Task requirements:
Every entry below must be repeated exactly; skip the pictures.

Data rows:
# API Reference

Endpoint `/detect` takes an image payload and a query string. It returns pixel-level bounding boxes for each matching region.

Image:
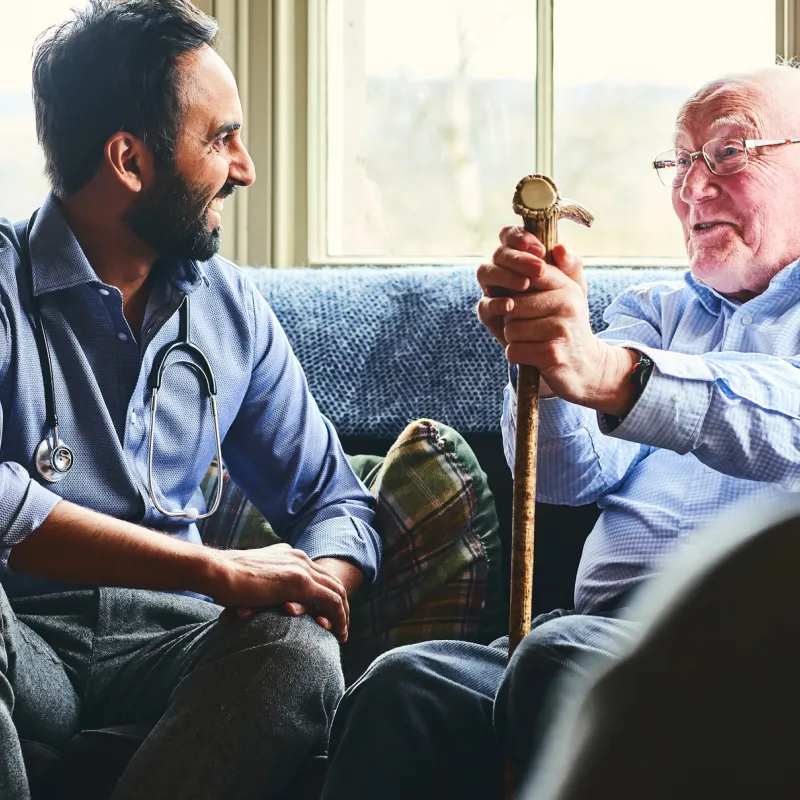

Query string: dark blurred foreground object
[521,498,800,800]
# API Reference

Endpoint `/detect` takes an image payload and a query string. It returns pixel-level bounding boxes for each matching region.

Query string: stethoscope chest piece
[34,436,75,483]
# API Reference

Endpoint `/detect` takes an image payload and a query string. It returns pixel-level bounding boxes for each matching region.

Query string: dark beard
[123,165,228,261]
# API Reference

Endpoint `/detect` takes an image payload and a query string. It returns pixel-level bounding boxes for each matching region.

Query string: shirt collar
[29,192,209,297]
[684,260,800,316]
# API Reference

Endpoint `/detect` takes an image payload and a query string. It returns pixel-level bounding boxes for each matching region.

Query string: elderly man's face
[672,73,800,299]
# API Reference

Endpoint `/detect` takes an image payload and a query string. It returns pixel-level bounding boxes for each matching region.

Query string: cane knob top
[513,174,561,217]
[512,173,594,227]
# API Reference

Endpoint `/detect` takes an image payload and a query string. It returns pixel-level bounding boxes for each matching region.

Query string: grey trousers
[0,587,344,800]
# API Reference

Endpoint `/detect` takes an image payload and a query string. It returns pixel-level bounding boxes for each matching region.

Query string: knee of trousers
[332,643,482,746]
[206,610,344,716]
[494,616,582,758]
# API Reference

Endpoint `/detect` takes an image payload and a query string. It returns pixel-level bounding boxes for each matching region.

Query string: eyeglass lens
[655,138,747,186]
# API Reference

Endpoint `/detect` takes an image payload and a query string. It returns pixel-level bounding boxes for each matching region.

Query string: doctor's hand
[284,558,364,631]
[477,226,635,414]
[212,544,350,642]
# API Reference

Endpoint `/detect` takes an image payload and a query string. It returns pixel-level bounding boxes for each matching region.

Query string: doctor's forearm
[8,501,217,593]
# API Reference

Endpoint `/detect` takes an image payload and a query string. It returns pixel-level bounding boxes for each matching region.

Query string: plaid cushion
[201,420,505,680]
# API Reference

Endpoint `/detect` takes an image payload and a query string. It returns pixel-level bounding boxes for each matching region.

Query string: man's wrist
[314,557,364,597]
[593,345,641,418]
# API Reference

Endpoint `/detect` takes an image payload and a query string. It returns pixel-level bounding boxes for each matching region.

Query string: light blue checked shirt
[0,196,381,596]
[503,262,800,613]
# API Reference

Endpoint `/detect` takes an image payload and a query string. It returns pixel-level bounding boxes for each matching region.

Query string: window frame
[205,0,800,267]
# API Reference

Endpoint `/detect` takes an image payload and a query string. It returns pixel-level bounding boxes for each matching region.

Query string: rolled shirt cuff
[292,517,381,584]
[597,343,713,453]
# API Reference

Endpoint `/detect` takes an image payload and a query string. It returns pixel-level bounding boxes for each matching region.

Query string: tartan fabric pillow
[201,419,505,682]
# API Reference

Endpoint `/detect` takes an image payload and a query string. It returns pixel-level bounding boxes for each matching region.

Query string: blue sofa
[246,266,683,612]
[24,267,682,800]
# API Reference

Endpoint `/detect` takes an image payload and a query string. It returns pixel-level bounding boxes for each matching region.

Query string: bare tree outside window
[326,0,788,262]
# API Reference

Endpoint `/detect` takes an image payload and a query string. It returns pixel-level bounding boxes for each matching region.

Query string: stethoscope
[20,211,222,520]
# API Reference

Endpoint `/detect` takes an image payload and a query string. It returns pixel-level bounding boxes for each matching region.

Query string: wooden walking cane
[506,175,594,798]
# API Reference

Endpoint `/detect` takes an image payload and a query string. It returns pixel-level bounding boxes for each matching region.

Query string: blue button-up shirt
[0,196,381,596]
[503,262,800,613]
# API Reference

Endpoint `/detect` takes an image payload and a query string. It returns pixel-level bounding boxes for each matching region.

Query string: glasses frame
[653,136,800,189]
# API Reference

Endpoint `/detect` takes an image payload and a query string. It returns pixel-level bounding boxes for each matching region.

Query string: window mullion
[775,0,800,60]
[536,0,554,175]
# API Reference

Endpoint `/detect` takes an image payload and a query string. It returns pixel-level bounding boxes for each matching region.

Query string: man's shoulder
[609,276,694,312]
[0,216,19,258]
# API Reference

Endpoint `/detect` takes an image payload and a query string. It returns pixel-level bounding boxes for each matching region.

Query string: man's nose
[228,143,256,186]
[681,156,719,203]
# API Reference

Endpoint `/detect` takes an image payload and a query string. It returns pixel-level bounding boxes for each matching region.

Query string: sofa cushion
[245,266,683,438]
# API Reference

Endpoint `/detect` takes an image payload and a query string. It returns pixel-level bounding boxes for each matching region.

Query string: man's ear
[105,131,154,192]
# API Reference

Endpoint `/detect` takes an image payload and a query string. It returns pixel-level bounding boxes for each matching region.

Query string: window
[553,0,776,260]
[316,0,780,263]
[0,0,86,220]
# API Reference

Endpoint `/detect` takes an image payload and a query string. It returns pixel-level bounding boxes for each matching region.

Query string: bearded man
[0,0,381,800]
[324,66,800,800]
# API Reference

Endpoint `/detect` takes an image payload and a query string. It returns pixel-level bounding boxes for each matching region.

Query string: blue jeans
[322,611,636,800]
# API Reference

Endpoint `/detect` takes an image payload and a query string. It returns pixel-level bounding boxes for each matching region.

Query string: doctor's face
[125,47,255,261]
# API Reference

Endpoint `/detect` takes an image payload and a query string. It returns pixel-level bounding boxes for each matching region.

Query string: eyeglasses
[653,137,800,187]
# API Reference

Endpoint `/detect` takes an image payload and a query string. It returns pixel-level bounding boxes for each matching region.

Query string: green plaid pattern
[202,419,505,681]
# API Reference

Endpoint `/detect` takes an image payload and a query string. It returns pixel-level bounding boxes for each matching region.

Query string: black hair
[33,0,218,197]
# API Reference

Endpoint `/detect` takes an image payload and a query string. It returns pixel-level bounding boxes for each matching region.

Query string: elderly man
[325,67,800,800]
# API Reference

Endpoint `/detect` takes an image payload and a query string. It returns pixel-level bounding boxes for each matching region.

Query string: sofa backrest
[245,266,682,438]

Written reply:
# API Reference

Endpoint `/detect` takes an image payload and a query string. It returns pixel-level bounding boxes for each matching region.

Image:

Query string: dark blurred foreground object
[521,498,800,800]
# API Reference

Endpoint `/detect` takes an image payload and a query string. It returns pixel-level bounding boxes for each matching region.

Query string: stethoscope chest piece
[34,436,75,483]
# API Reference

Endpoint `/detect` takes an image payload and a query string. It returns pixel-level bounding boxes for each matching region.

Query string: dark beard
[123,165,228,261]
# API Reference

Endpoint `/detect` takes an image payload and a query string. It returns pixel-level bounding boxes for each matching region.

Query string: shirt collar
[29,192,209,297]
[684,260,800,316]
# API Reference

Endpoint `/detect` takes an image payload and a query string. It returns pixel-level bounding boxes for each matching region.

Query string: elderly man's face
[672,73,800,299]
# API Reference

Endpoint `/detect` takes an image payload and a query string. It returns pixel-level bounding boxes for each matching region.

Query string: cane knob top
[513,174,561,217]
[512,173,594,227]
# API Reference

Endpoint `/detect` takes an image payload and a query string. It returns pixel-level bounding boxes for each matching region.

Query string: grey trousers
[0,587,344,800]
# API Reference

Endpoint `/detect` takes an image payload and a query string. It returns pixel-level bounding boxes for each matching region.

Query string: knee of trousers
[332,643,482,746]
[206,610,344,716]
[494,616,582,758]
# API Reference

Endpoint `/detect` takes an image payload and a query string. It returns pixel-level bounding boxes for each matching region.

Query string: eyeglass lens
[655,138,747,186]
# API Reference

Endpoint `/detect` takes an image payload and a query string. It returns pixel-level bounding boxes for each matching region.

Query string: doctor's hand
[284,558,364,631]
[477,226,635,414]
[212,544,350,642]
# API Reference

Endpoint `/detect` takes an image payload and a query string. It returns pixel-level bounding boxes for each matching region.

Query string: doctor's forearm
[8,501,217,593]
# API Reference

Endpoint `/detect` takes an image payload and a query string. It returns pixel-level bounding boxes for each matching region.

Query string: plaid cushion
[201,420,505,680]
# API Reference

Endpoint `/detect` takes an image payload and a query string. It returns pixel-level bounding boxes for each matching region.

Query string: man's wrist
[314,557,364,597]
[593,345,641,418]
# API Reference

Endpoint `/detect` takes an image payload and a query string. It returns pixel-level bounding boxes for each matching region.

Query string: light blue checked shirt
[0,196,381,596]
[503,262,800,613]
# API Reference

Endpoint `/detect` takes an image payload and a query string. It returns pixel-level bounding boxes for each matching region.

Query string: window frame
[205,0,800,267]
# API Reference

Endpoint `/detect` takes an image payload and a query string. It returns pixel-level bounding boxes for each matching region.

Query string: rolled shirt cuff
[292,517,381,584]
[597,343,713,453]
# API Reference

Endpoint `/detect` takes an image payload and a query string. It returns pixel-level bounding boxes for each matching region.

Query string: tartan fabric pillow
[201,419,505,682]
# API Reference

Endpoint `/detect` takes an image payload and a query string. It returns pixel-level bounding boxes for each matching region.

Query string: blue sofa
[246,266,683,612]
[24,267,682,800]
# API Reference

Endpoint `/detect` takes an image payload and a query string. It returns pixel-level bounding boxes for each matching region.

Query string: bare tree outside window
[326,0,788,262]
# API Reference

Endpoint `/detect` takes an image payload and a query string. It returns pixel-level bounding boxes for each matching region.

Query string: stethoscope
[20,211,222,520]
# API Reference

Endpoint `/detect` takes an image payload and a query string. It returns pixel-level bounding boxes for each matching region.

Query string: wooden walking cane
[506,175,594,798]
# API Reference

Endpoint `/detect` takes an image payload and a query string. It returns pixel-level bounding boxes for each matching region.

Query string: blue button-up shirt
[0,196,381,596]
[503,262,800,613]
# API Reference

Endpoint `/detect` takes an image payload and a query string. It returns pixel-level bounding boxes for each matching region.

Query string: glasses frame
[653,136,800,189]
# API Reference

Endpoint `/detect` takes an image payload and a query string. It returns pixel-level bounding boxes for each matching region.

Query string: window mullion
[775,0,800,60]
[536,0,554,175]
# API Reference

Endpoint `/detect` takes an image payload and a query string. It returns pixel-level bounding boxes for each matching region.

Query string: man's shoulder
[609,276,694,312]
[0,216,19,258]
# API Reference

Endpoint `/detect` takes an image payload and a query string. It returns pixel-level bounding boxes for each matching region.

Query string: man's nose
[228,143,256,186]
[681,156,719,203]
# API Reference

Endpoint `/detect` takes an image payload and a query string. It returns pixel-level bounding boxes for each matching region.

Query string: sofa cushion
[245,266,683,438]
# API Reference

Endpoint `/detect` takes an image payload and a query string. It returns pixel-level bounding boxes for each matching region.

Query string: man's ear
[105,131,154,192]
# API Reference

Endpoint `/detect` takes an image payload and a query string. It returns pixel-level bounding boxes for each matching region.

Query string: window
[553,0,776,260]
[316,0,780,263]
[0,0,86,220]
# API Reference

Endpoint `/detect` takes an image payload and a query string. It returns pixel-level bounding boxes for each matching region.

Query string: bearded man
[0,0,381,800]
[324,66,800,800]
# API Reference

Endpoint `/detect` takes an image payload and a query string. It returns pixel-level bounding boxes for each matching region.

Query string: blue jeans
[322,611,636,800]
# API Reference

Endpoint `/detect` takes an image payload and a query string. It returns pixel-level bounding boxes for each matching region.

Query string: doctor's face
[125,47,255,261]
# API Reference

Endpoint `/detect` takes an image payload and a query string. It returns pixel-level bounding boxes for each matching region.

Query string: eyeglasses
[653,137,800,187]
# API Reference

Endpoint `/detect` takes an image payload and a query string. It returns pixel-level bounding boxes for each matching region.

Query string: green plaid pattern
[202,419,505,681]
# API Reference

Endpoint `/detect` takes an image payload and a query string. It returns pixel-level bounding boxes for each matching region.

Query string: black hair
[33,0,218,197]
# API Reference

Endpoint `/detect` takes an image payload and a query string. It returns pixel-level bounding boxes for each matching region.

Query string: elderly man
[325,67,800,800]
# API Reference

Endpoint `/detect` takes an image payload and a query string. It returns pixel-level bounding boxes for each matching region.

Query string: sofa backrest
[245,266,682,438]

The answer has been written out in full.